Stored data
◆ ◆ ◆ ◆
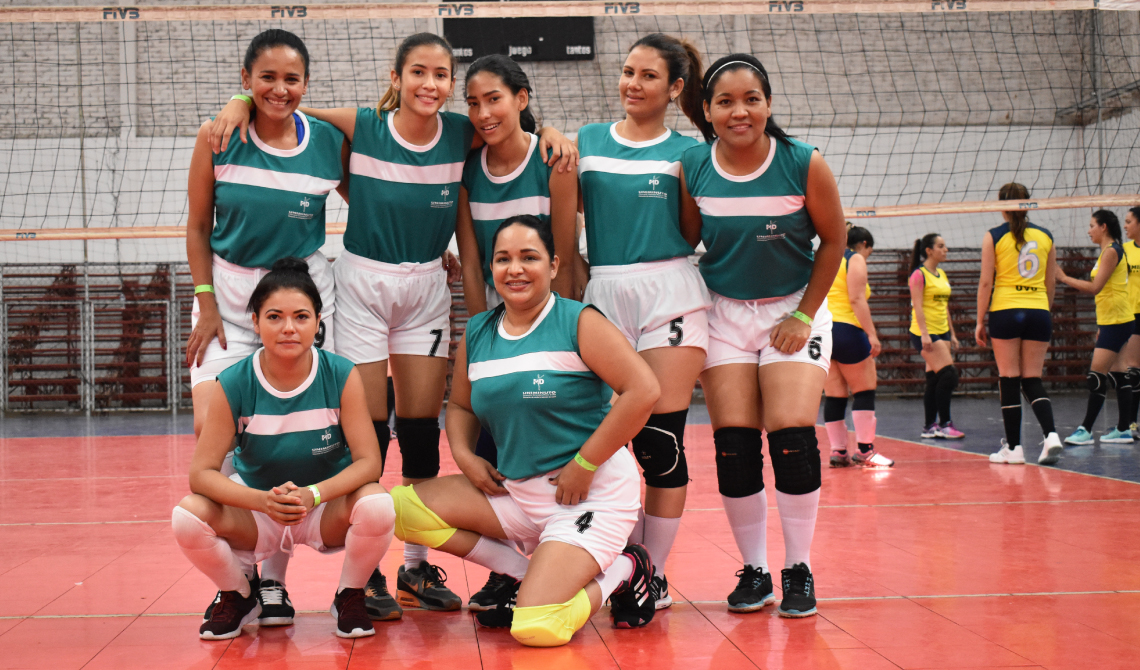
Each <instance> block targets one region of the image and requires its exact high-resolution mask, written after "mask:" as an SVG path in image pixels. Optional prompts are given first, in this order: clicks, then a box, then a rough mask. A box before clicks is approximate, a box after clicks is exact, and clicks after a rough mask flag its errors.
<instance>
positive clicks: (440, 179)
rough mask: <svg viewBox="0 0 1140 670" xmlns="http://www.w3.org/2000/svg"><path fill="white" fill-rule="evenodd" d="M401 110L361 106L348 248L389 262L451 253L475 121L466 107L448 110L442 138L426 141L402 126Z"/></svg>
mask: <svg viewBox="0 0 1140 670" xmlns="http://www.w3.org/2000/svg"><path fill="white" fill-rule="evenodd" d="M394 116H396V113H394V112H388V113H385V114H383V115H380V114H378V113H377V112H376V109H374V108H372V107H363V108H360V109H357V124H356V130H355V131H353V134H352V157H351V158H350V160H349V173H350V174H351V175H352V179H351V180H349V201H350V203H351V206H350V207H349V222H348V228H347V229H345V231H344V248H347V250H348V251H350V252H352V253H355V254H356V255H358V256H364V258H366V259H370V260H373V261H380V262H382V263H392V264H399V263H426V262H429V261H434V260H438V259H439V258H440V256H441V255H442V254H443V250H446V248H447V244H448V243H449V242H450V240H451V235H454V234H455V214H456V209H457V207H458V202H459V180H461V179H462V178H463V161H464V158H466V156H467V152H469V150H470V149H471V140H472V138H473V137H474V134H475V128H474V126H473V125H471V121H469V120H467V117H466V116H464V115H462V114H454V113H451V112H441V113H440V114H439V115H438V121H439V123H438V126H437V131H435V139H433V140H432V141H431V142H429V144H427V145H424V146H422V147H421V146H416V145H413V144H412V142H409V141H407V140H405V139H404V138H402V137H400V134H399V133H398V132H396V125H394V124H393V121H392V120H393V119H394Z"/></svg>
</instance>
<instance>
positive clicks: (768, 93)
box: [689, 54, 791, 145]
mask: <svg viewBox="0 0 1140 670" xmlns="http://www.w3.org/2000/svg"><path fill="white" fill-rule="evenodd" d="M738 70H751V71H752V72H755V73H756V76H757V79H759V80H760V88H762V90H763V91H764V97H765V98H767V99H768V100H771V99H772V84H771V83H768V71H767V70H764V65H763V64H762V63H760V62H759V60H758V59H757V58H756V57H755V56H751V55H749V54H730V55H727V56H725V57H724V58H719V59H717V62H716V63H714V64H712V65H709V68H708V70H707V71H706V72H705V79H703V80H701V103H703V104H705V105H710V106H711V104H712V89H714V88H716V82H717V81H719V80H720V77H722V76H724V74H725V73H726V72H735V71H738ZM689 119H690V120H691V121H692V122H693V124H694V125H697V128H698V130H700V131H701V134H702V136H705V141H707V142H711V141H712V140H715V139H716V131H715V130H714V129H712V122H711V121H708V120H706V119H705V109H703V108H702V109H701V113H700V114H699V115H698V117H697V119H693V117H692V116H690V117H689ZM764 132H766V133H768V134H771V136H772V137H773V138H775V139H777V140H780V141H782V142H784V144H789V145H790V144H791V141H790V139H789V138H790V136H789V134H788V133H787V132H784V131H783V129H782V128H780V126H779V125H776V122H775V120H773V119H772V116H768V122H767V124H766V125H765V126H764Z"/></svg>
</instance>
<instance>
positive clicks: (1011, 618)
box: [0, 425, 1140, 670]
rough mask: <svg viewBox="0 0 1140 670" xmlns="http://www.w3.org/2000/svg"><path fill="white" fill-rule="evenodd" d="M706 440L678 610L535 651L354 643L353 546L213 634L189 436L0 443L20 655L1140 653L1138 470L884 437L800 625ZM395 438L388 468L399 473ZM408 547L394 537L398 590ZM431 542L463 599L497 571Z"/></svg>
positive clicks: (0, 456)
mask: <svg viewBox="0 0 1140 670" xmlns="http://www.w3.org/2000/svg"><path fill="white" fill-rule="evenodd" d="M686 440H687V442H689V456H690V469H691V474H692V477H693V483H692V485H691V488H690V496H689V505H687V507H689V509H687V510H686V513H685V516H684V520H683V525H682V530H681V534H679V537H678V539H677V544H676V547H675V549H674V553H673V556H671V557H670V559H669V563H668V566H667V574H668V577H669V582H670V586H671V588H673V595H674V598H675V599H676V600H677V604H676V605H674V606H673V608H671V610H668V611H663V612H659V613H658V618H657V619H654V621H653V622H652V623H651V624H650V626H649V627H648V628H645V629H642V630H633V631H628V630H621V631H617V630H613V629H611V628H610V626H609V620H608V618H606V612H605V611H604V610H603V611H602V612H601V613H598V614H597V615H596V616H595V618H594V620H593V622H592V626H588V627H586V628H585V629H584V630H583V631H580V632H579V634H578V635H577V636H576V637H575V639H573V642H571V643H570V644H569V645H568V646H565V647H562V648H557V649H528V648H524V647H520V646H519V645H518V644H515V642H514V640H513V639H512V638H511V636H510V634H508V632H507V631H506V630H487V629H478V628H477V627H475V624H474V621H473V619H472V618H471V615H470V614H467V613H466V612H463V613H435V612H423V611H407V612H406V613H405V615H404V619H402V620H401V621H397V622H388V623H377V624H376V628H377V634H376V636H375V637H372V638H365V639H360V640H356V642H351V640H341V639H339V638H336V637H335V636H334V635H333V621H332V619H331V618H329V615H328V614H327V607H328V604H329V600H331V598H332V595H333V589H334V588H335V586H336V580H337V575H339V572H340V557H339V556H331V557H324V556H319V555H317V554H316V553H314V551H309V550H308V549H307V548H300V549H299V550H298V554H296V556H295V557H294V559H293V563H292V565H291V567H290V573H288V589H290V594H291V595H292V598H293V603H294V605H295V606H296V607H298V610H299V612H300V614H299V616H298V620H296V624H295V626H293V627H290V628H278V629H266V630H261V631H258V630H257V629H255V628H247V629H246V632H245V634H244V635H243V636H242V637H239V638H237V639H234V640H230V642H220V643H206V642H202V640H200V639H198V638H197V626H198V623H200V621H201V613H202V610H203V608H204V607H205V605H206V604H207V602H209V600H210V598H211V597H212V596H213V593H214V587H213V586H212V585H211V583H209V582H207V581H206V580H205V578H203V577H202V575H201V574H200V573H197V572H196V571H195V570H193V569H192V567H190V565H189V563H187V561H186V559H185V558H184V557H182V555H181V554H180V553H179V550H178V547H177V546H176V545H174V542H173V539H172V538H171V532H170V510H171V507H172V506H173V505H174V504H176V503H177V501H178V499H179V498H181V496H184V495H185V493H186V491H187V481H186V468H187V465H188V463H189V458H190V452H192V450H193V438H192V436H189V435H156V436H155V435H152V436H125V438H124V436H115V438H109V436H103V438H66V439H60V438H51V439H47V438H15V439H2V440H0V668H35V669H36V670H42V669H44V668H47V669H51V670H57V669H58V670H63V669H68V668H84V669H96V668H115V669H130V668H219V669H221V668H272V669H274V670H285V669H288V668H298V669H317V668H384V669H385V670H394V669H398V668H416V669H417V670H425V669H429V668H447V669H448V670H458V669H466V668H515V669H516V668H538V669H541V670H553V669H562V668H581V669H587V668H588V669H597V668H646V669H654V670H655V669H661V668H715V669H716V670H732V669H735V668H764V669H773V670H774V669H777V668H785V669H791V668H804V669H808V668H811V669H840V668H842V669H846V668H852V669H860V670H876V669H880V668H884V669H888V668H889V669H894V668H905V669H911V668H947V669H948V668H1048V669H1051V670H1062V669H1064V670H1069V669H1077V668H1082V669H1083V668H1096V669H1104V670H1110V669H1115V668H1121V669H1124V668H1127V669H1130V670H1132V669H1135V668H1138V667H1140V570H1138V567H1140V533H1138V522H1140V485H1138V484H1133V483H1126V482H1121V481H1115V480H1107V479H1099V477H1094V476H1090V475H1084V474H1077V473H1072V472H1062V471H1057V469H1049V468H1042V467H1037V466H1033V465H1029V466H1024V467H1017V466H996V465H990V463H988V461H987V460H986V459H985V457H980V456H976V455H972V454H964V452H960V451H954V450H950V449H939V448H935V447H927V446H921V444H915V443H910V442H901V441H895V440H886V439H882V440H880V442H878V447H879V449H880V450H881V451H884V452H886V454H888V455H889V456H891V457H894V458H896V459H897V460H898V464H897V466H896V467H895V468H894V469H890V471H861V469H841V471H832V469H827V468H824V483H823V496H822V508H821V509H820V517H819V525H817V529H816V536H815V538H816V539H815V548H814V553H813V563H814V565H813V567H814V572H815V578H816V589H817V596H819V597H820V605H819V610H820V614H819V616H814V618H811V619H804V620H783V619H780V618H777V616H775V615H774V610H773V608H771V607H769V608H766V610H765V611H763V612H762V613H756V614H744V615H739V614H730V613H728V612H727V611H726V610H725V604H724V602H723V600H724V598H725V597H726V596H727V594H728V591H730V590H731V589H732V587H733V586H734V585H735V579H734V577H733V573H734V572H735V571H736V570H738V569H739V567H740V559H739V557H738V555H736V548H735V545H734V544H733V540H732V534H731V532H730V530H728V525H727V523H726V521H725V517H724V513H723V512H722V509H720V498H719V496H718V495H717V491H716V483H715V479H716V477H715V468H714V465H712V454H711V432H710V428H709V426H707V425H700V426H690V427H689V434H687V436H686ZM822 440H825V438H824V436H823V435H822V428H821V441H822ZM824 443H825V442H824ZM392 451H393V454H394V458H393V461H392V463H391V464H390V465H389V472H390V473H393V474H389V475H386V476H385V480H384V481H385V483H391V481H394V473H398V472H399V466H398V460H397V459H398V458H399V454H398V450H396V449H393V450H392ZM445 452H446V448H445ZM445 460H446V458H445ZM445 468H447V469H449V472H455V468H454V466H453V465H451V464H450V463H449V461H448V463H446V465H445ZM767 474H768V482H769V485H768V490H769V491H771V490H772V489H771V473H767ZM771 505H772V507H771V513H769V518H768V529H769V547H768V557H769V562H771V563H772V564H773V566H775V567H776V569H777V574H779V567H780V566H782V563H783V546H782V542H781V534H780V521H779V517H777V515H776V513H775V504H774V500H772V501H771ZM400 556H401V551H400V545H399V542H393V545H392V549H391V551H390V553H389V555H388V556H386V557H385V559H384V567H385V573H386V574H388V575H389V582H390V583H391V582H392V581H393V579H394V574H396V569H397V566H398V564H399V563H400V561H401V557H400ZM432 557H433V561H435V562H437V563H439V564H440V565H442V566H443V569H445V570H446V571H447V573H448V575H449V581H448V586H450V587H451V588H453V589H454V590H456V591H457V593H459V594H461V595H462V596H463V597H464V599H466V596H467V595H469V593H470V591H471V590H472V589H478V588H479V587H480V586H481V585H482V582H483V580H484V578H486V574H487V572H486V570H482V569H480V567H477V566H472V565H469V564H464V563H463V562H461V561H459V559H456V558H453V557H449V556H446V555H442V554H435V553H433V554H432ZM777 581H779V579H777ZM777 589H779V586H777ZM777 597H779V593H777Z"/></svg>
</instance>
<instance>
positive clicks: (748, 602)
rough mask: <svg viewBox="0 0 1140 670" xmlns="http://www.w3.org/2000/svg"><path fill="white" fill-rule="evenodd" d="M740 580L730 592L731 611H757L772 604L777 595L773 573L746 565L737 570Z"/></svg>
mask: <svg viewBox="0 0 1140 670" xmlns="http://www.w3.org/2000/svg"><path fill="white" fill-rule="evenodd" d="M736 577H739V578H740V581H738V582H736V588H734V589H732V593H731V594H728V611H730V612H756V611H758V610H760V608H763V607H764V606H765V605H771V604H772V603H774V602H775V599H776V597H775V595H773V594H772V573H768V572H764V571H763V570H757V569H756V567H752V566H751V565H746V566H744V567H743V570H738V571H736Z"/></svg>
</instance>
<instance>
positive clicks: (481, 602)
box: [467, 572, 518, 612]
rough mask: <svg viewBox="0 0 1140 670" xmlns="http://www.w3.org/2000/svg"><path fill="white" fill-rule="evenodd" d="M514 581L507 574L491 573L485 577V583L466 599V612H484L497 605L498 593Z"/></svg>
mask: <svg viewBox="0 0 1140 670" xmlns="http://www.w3.org/2000/svg"><path fill="white" fill-rule="evenodd" d="M514 581H518V580H515V579H514V578H513V577H511V575H508V574H502V573H498V572H491V573H490V574H489V575H488V577H487V583H484V585H483V588H481V589H479V590H478V591H475V594H473V595H472V596H471V598H469V599H467V610H471V611H472V612H484V611H487V610H490V608H492V607H495V606H496V605H497V604H498V591H499V589H502V588H503V587H504V586H507V585H510V583H512V582H514Z"/></svg>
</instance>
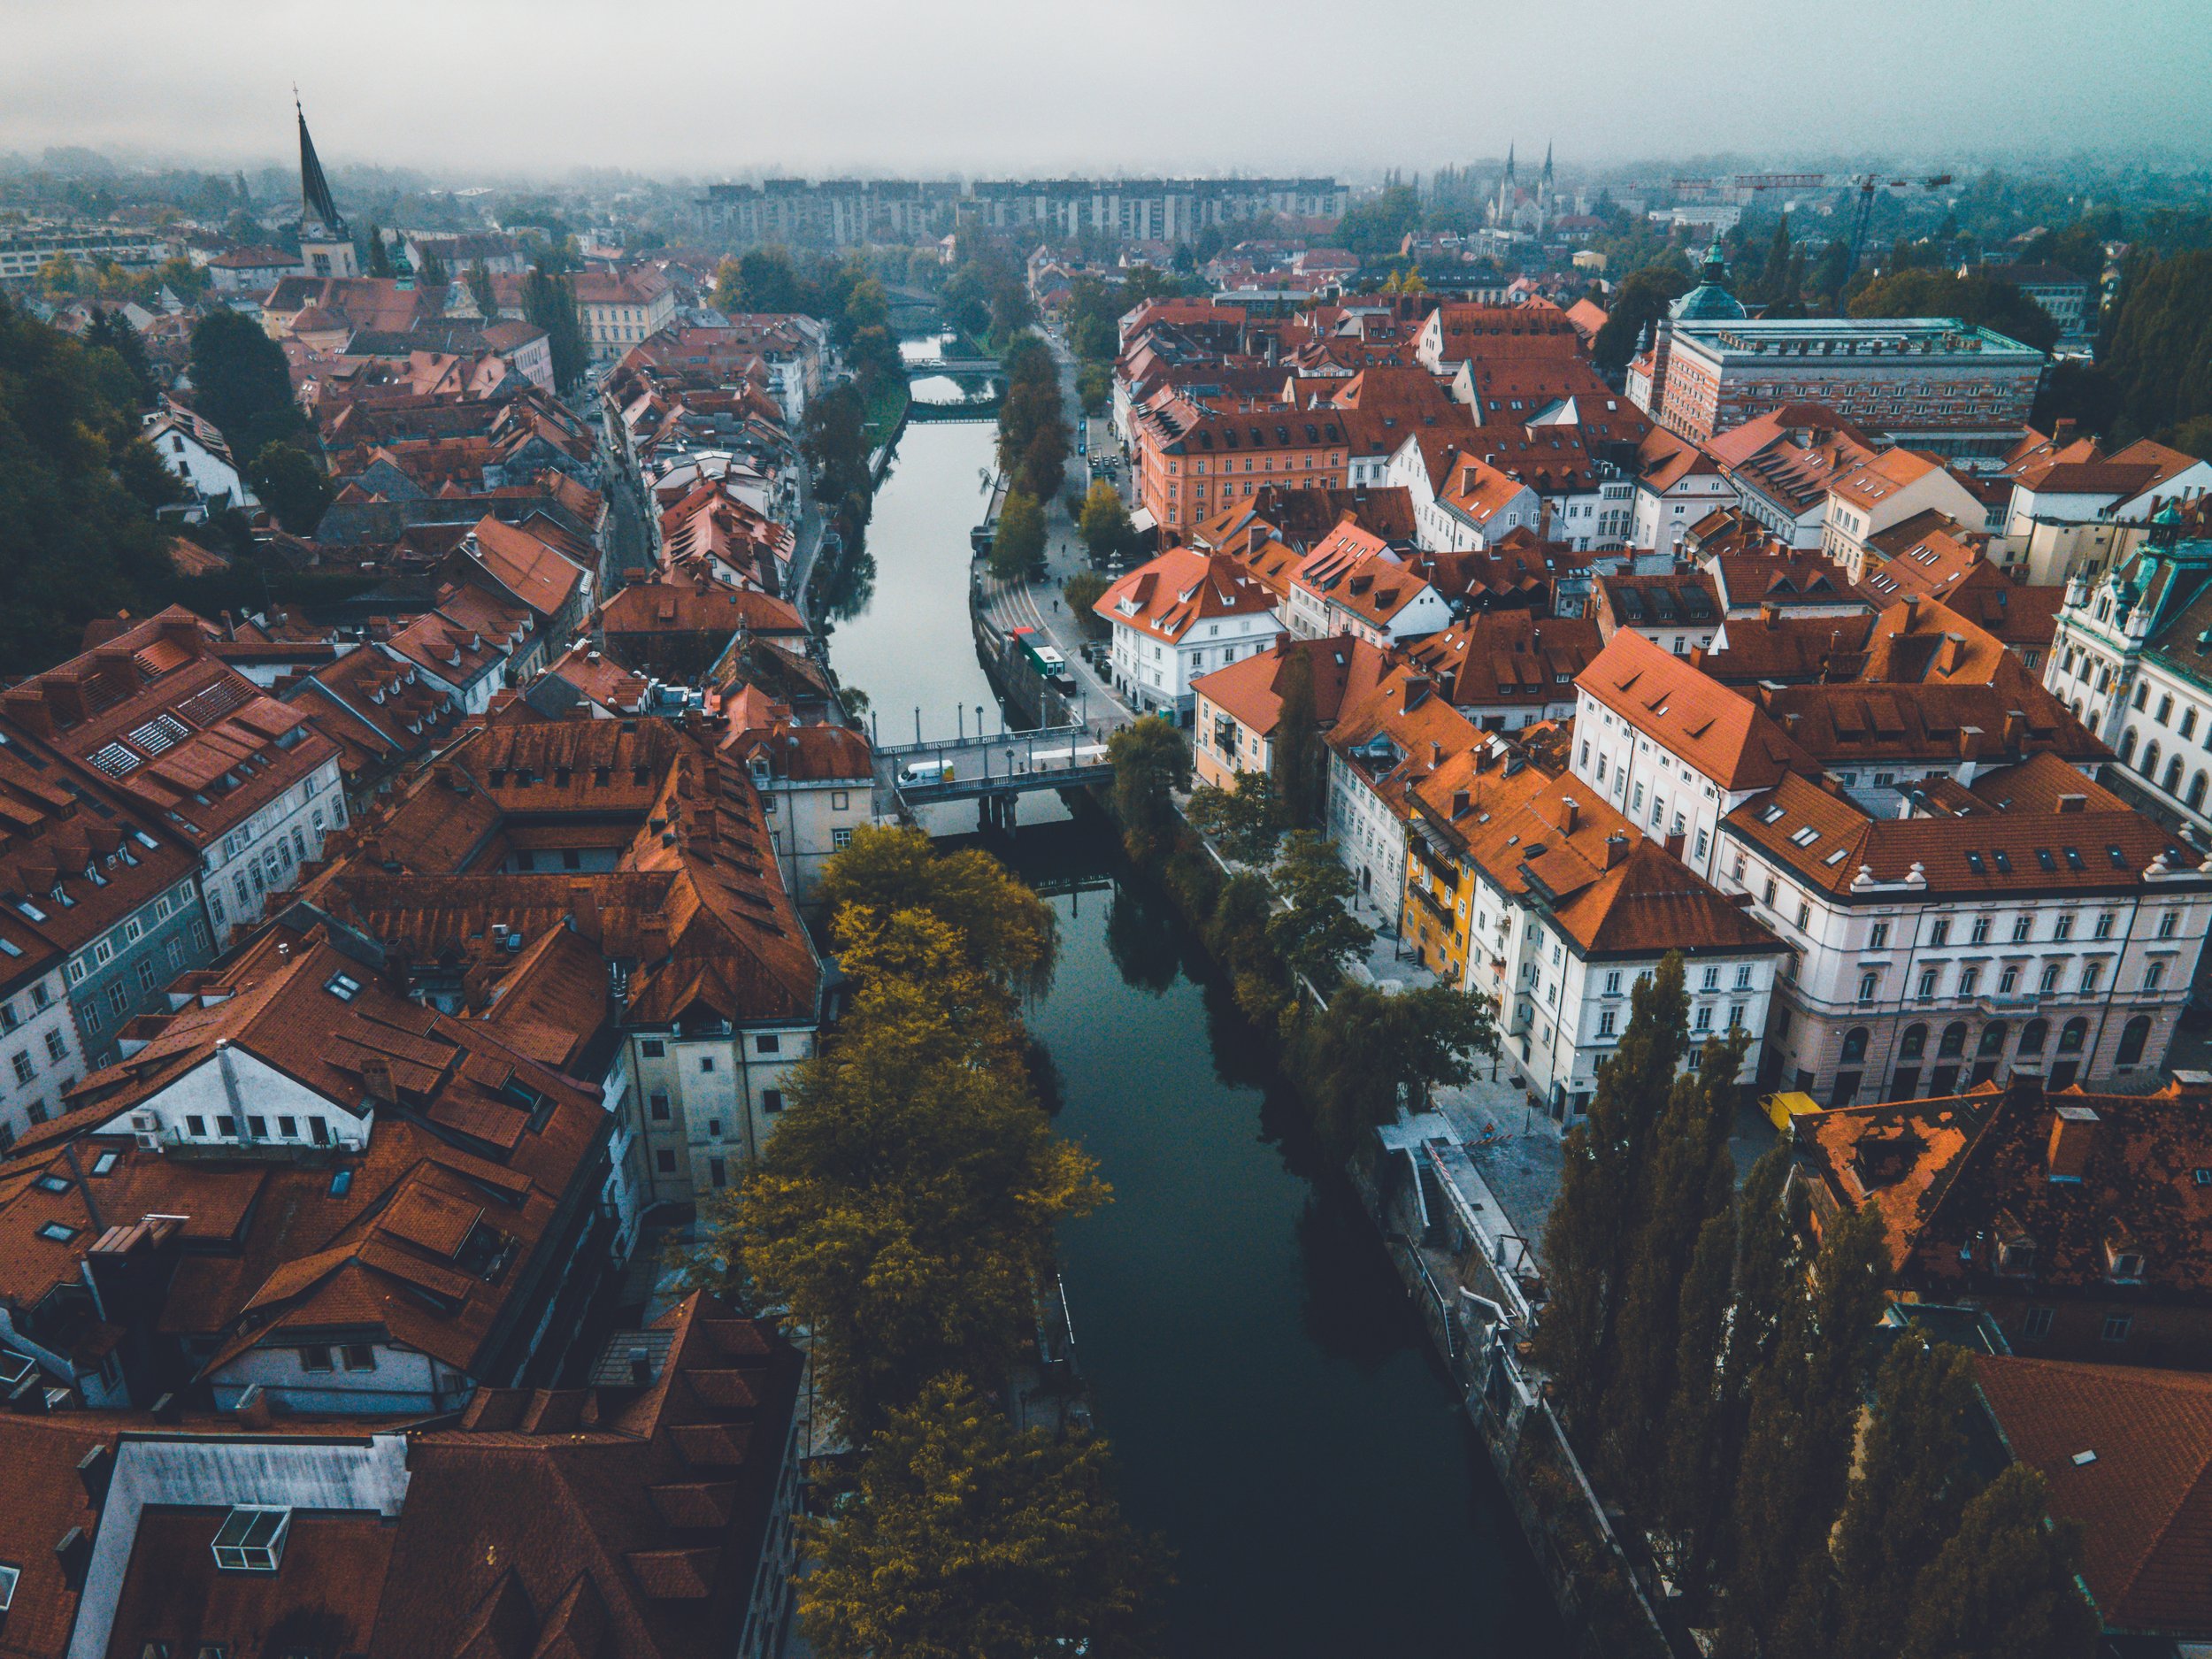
◆ ◆ ◆ ◆
= REQUEST =
Report every line of the entries that contains the string "clicks", copying each such line in full. Matching is case-sensitive.

= TASK ANSWER =
Each <instance> block targets one region of the image and requires its exact high-resolution mask, written after "mask:" as an SVG path in image pixels. Optional prompts are given first, in this order: clicks, then a box, then a rough mask. A box before clicks is approximate, a box after clicks is exact, and clicks after a rough mask flag its errors.
positive clicks: (440, 179)
positive clicks: (768, 93)
positive clicks: (1011, 618)
positive clicks: (0, 456)
positive clicks: (748, 602)
positive clicks: (481, 602)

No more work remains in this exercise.